■ What is being asked: Retype exactly the lines from the line with "What region does the brick" to the end of the data, keeping both boundary lines.

[Records contained in a dataset]
*-*-*

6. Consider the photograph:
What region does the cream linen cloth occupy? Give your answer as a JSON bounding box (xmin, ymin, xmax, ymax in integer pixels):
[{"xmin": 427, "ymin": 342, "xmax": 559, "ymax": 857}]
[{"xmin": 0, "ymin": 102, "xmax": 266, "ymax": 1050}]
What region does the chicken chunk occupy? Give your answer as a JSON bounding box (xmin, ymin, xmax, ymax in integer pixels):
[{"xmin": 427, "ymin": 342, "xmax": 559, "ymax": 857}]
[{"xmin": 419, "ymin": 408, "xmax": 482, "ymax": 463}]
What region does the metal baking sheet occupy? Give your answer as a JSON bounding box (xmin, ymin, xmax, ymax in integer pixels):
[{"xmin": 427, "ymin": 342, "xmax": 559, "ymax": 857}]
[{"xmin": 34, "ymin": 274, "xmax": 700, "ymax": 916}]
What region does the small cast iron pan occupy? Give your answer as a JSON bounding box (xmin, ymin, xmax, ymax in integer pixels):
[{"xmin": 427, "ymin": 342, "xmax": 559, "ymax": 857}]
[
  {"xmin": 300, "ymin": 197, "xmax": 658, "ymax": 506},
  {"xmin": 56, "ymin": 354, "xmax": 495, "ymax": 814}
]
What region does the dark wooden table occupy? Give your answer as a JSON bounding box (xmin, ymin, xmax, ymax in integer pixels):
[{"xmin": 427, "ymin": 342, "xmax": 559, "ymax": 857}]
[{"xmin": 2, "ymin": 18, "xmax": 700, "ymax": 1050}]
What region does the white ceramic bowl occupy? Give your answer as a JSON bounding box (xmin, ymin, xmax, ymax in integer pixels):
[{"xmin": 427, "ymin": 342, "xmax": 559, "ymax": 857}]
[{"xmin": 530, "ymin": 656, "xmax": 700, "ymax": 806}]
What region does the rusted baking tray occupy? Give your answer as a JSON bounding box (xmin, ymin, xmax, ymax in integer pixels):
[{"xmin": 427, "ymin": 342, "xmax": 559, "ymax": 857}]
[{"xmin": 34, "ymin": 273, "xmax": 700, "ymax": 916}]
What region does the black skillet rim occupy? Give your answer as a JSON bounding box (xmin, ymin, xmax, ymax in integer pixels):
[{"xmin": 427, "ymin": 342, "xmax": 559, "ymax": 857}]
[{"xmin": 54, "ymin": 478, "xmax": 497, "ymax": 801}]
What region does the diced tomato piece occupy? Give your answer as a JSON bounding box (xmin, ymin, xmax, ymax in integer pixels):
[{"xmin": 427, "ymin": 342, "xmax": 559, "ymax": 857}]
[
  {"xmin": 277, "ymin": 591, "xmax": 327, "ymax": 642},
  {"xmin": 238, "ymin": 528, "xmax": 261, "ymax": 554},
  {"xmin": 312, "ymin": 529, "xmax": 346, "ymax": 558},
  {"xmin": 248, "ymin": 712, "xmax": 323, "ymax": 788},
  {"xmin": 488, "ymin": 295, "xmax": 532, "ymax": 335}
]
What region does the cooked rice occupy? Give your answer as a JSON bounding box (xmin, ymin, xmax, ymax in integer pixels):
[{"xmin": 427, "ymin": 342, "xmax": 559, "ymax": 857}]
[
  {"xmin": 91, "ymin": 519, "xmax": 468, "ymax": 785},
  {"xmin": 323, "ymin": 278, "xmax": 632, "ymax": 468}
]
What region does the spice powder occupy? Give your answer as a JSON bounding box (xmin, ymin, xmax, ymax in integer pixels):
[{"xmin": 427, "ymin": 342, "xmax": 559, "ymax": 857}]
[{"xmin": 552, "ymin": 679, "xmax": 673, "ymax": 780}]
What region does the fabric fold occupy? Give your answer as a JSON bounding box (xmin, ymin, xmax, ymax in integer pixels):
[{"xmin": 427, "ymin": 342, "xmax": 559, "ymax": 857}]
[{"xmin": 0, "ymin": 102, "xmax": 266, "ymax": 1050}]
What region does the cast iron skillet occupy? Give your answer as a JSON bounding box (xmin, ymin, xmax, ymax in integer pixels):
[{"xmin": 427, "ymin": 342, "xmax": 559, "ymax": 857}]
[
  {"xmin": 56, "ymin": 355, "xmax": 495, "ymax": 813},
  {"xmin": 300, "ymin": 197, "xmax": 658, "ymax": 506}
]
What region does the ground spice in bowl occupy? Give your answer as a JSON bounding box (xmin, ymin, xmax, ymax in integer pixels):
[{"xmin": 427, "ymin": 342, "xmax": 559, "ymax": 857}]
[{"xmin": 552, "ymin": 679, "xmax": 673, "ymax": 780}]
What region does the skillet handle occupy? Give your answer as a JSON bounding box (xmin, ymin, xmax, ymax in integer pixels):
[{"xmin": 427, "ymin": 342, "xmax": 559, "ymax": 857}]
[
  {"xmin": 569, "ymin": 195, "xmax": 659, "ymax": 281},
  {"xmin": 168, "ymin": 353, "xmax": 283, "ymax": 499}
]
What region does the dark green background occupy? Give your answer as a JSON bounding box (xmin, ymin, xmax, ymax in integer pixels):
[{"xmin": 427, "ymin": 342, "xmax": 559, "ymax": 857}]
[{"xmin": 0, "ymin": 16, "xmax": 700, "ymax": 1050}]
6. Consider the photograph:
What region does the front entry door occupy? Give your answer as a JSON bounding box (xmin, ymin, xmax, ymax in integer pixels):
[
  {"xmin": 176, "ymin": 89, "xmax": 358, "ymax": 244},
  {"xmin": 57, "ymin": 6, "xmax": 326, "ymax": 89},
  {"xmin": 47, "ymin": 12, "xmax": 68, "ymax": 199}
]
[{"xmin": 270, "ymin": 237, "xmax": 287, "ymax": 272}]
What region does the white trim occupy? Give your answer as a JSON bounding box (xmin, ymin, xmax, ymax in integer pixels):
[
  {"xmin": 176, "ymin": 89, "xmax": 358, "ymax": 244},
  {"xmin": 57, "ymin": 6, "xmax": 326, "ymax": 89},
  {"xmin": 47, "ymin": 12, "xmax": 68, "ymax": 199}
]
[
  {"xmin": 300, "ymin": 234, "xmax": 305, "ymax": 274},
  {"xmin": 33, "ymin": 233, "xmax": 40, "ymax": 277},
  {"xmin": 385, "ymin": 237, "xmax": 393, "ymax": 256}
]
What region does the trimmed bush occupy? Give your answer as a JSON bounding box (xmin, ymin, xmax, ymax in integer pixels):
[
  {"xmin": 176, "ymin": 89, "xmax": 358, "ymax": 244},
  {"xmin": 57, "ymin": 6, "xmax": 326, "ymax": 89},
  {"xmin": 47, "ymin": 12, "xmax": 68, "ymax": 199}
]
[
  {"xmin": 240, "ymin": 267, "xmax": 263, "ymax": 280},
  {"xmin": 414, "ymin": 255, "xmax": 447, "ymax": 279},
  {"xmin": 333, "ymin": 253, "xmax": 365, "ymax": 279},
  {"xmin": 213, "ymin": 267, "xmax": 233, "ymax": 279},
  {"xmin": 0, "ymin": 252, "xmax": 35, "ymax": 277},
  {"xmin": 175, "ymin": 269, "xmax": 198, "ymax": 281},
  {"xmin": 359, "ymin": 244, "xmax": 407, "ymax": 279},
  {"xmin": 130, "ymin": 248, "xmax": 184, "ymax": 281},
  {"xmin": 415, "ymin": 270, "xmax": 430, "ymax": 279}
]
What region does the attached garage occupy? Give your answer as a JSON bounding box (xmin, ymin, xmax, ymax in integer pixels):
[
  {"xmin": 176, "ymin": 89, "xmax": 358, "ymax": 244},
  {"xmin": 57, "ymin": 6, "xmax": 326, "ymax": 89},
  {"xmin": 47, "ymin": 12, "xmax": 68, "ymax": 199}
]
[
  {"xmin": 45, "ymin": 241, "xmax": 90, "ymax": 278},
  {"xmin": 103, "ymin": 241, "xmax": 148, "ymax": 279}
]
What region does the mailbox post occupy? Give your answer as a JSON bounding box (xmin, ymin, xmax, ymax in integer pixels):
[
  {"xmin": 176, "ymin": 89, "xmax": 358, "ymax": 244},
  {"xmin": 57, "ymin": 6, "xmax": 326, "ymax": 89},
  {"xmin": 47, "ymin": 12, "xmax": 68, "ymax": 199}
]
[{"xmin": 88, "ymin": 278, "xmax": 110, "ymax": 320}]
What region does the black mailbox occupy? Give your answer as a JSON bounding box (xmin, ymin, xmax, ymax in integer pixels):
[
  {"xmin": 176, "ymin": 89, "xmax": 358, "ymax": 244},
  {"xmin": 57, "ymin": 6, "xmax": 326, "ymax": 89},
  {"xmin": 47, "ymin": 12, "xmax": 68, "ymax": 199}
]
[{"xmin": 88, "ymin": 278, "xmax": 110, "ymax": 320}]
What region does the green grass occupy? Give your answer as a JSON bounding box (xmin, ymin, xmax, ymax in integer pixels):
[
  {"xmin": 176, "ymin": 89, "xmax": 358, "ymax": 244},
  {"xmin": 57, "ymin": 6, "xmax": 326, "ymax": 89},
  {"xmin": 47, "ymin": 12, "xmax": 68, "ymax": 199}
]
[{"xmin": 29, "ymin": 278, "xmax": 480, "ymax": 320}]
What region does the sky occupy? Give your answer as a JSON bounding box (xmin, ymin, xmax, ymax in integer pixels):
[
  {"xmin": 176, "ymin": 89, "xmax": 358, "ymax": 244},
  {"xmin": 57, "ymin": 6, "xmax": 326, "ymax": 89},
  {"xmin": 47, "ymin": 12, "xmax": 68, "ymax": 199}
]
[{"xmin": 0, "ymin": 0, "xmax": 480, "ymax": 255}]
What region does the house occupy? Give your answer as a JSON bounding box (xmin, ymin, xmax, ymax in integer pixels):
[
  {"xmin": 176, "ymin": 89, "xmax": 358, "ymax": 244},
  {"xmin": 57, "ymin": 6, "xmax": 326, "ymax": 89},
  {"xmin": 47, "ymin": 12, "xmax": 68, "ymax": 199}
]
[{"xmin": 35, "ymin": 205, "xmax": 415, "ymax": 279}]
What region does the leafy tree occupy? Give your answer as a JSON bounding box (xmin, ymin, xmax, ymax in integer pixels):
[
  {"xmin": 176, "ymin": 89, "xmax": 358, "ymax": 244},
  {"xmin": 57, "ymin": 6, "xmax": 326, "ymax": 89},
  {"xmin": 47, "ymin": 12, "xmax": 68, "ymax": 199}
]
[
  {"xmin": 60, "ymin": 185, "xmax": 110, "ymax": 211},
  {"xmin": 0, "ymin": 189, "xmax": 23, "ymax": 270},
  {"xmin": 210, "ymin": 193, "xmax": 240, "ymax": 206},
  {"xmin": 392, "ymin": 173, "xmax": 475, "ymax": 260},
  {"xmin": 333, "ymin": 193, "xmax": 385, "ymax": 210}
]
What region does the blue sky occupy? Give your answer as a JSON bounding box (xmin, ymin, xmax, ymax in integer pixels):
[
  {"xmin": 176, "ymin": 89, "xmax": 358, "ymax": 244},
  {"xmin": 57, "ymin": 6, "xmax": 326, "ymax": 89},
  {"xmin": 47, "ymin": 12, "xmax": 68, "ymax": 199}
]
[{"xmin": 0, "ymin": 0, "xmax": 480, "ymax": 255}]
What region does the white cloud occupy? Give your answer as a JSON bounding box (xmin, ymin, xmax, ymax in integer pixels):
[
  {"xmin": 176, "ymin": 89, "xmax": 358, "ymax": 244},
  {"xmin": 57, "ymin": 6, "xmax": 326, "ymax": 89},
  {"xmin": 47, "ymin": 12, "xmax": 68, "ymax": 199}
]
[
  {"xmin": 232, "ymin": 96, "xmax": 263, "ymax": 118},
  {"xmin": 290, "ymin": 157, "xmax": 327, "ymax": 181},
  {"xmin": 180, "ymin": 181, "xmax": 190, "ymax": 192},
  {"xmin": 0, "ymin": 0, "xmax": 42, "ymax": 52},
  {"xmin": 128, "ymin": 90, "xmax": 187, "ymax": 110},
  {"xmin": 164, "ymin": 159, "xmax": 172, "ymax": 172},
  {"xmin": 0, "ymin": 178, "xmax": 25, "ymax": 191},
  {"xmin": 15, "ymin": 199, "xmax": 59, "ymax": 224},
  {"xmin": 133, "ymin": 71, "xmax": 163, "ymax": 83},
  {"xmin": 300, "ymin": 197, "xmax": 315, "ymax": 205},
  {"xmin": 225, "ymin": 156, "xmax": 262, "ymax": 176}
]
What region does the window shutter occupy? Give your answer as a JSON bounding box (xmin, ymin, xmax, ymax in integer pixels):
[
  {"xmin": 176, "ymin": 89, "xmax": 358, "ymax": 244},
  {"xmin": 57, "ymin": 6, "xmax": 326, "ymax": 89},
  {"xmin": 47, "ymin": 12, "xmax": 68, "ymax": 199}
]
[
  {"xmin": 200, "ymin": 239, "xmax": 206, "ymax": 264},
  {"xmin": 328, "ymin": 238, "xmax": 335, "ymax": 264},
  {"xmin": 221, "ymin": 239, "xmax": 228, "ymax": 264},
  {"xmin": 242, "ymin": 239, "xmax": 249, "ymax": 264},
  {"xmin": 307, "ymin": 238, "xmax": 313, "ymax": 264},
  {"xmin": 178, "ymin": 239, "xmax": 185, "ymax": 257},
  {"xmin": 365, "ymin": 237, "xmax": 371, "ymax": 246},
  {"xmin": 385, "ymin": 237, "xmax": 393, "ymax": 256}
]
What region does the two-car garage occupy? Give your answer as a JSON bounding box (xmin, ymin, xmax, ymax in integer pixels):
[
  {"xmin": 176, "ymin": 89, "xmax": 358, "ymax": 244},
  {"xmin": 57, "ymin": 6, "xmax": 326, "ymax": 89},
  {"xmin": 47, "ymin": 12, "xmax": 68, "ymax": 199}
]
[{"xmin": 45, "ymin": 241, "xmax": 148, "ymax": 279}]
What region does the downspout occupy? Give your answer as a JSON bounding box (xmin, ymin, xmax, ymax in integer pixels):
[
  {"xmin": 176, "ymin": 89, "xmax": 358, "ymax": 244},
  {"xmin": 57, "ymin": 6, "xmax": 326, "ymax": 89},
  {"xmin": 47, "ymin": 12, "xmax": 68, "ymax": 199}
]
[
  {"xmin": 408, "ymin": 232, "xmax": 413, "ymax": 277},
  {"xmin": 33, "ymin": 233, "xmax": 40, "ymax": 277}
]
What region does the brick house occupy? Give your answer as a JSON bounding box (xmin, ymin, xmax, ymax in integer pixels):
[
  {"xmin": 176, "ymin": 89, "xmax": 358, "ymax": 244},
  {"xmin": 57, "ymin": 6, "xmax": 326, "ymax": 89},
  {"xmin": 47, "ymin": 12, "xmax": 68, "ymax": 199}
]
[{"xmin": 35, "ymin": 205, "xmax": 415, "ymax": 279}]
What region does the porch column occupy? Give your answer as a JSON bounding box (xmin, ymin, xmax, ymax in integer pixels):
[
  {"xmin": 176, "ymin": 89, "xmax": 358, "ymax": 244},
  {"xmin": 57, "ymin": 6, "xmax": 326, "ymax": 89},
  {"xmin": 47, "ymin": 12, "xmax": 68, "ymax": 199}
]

*-*-*

■ Answer to the task:
What region does the brick house occupy? Give your answer as a JSON bounding box (xmin, ymin, xmax, ymax in integer pixels):
[
  {"xmin": 176, "ymin": 89, "xmax": 358, "ymax": 244},
  {"xmin": 57, "ymin": 6, "xmax": 326, "ymax": 89},
  {"xmin": 47, "ymin": 12, "xmax": 68, "ymax": 199}
]
[{"xmin": 35, "ymin": 205, "xmax": 415, "ymax": 279}]
What region does the porch column occupy? Give your answer as a JSON bounding box (xmin, ymin, xmax, ymax in integer pixels):
[
  {"xmin": 176, "ymin": 89, "xmax": 358, "ymax": 244},
  {"xmin": 57, "ymin": 6, "xmax": 326, "ymax": 89},
  {"xmin": 47, "ymin": 12, "xmax": 68, "ymax": 199}
]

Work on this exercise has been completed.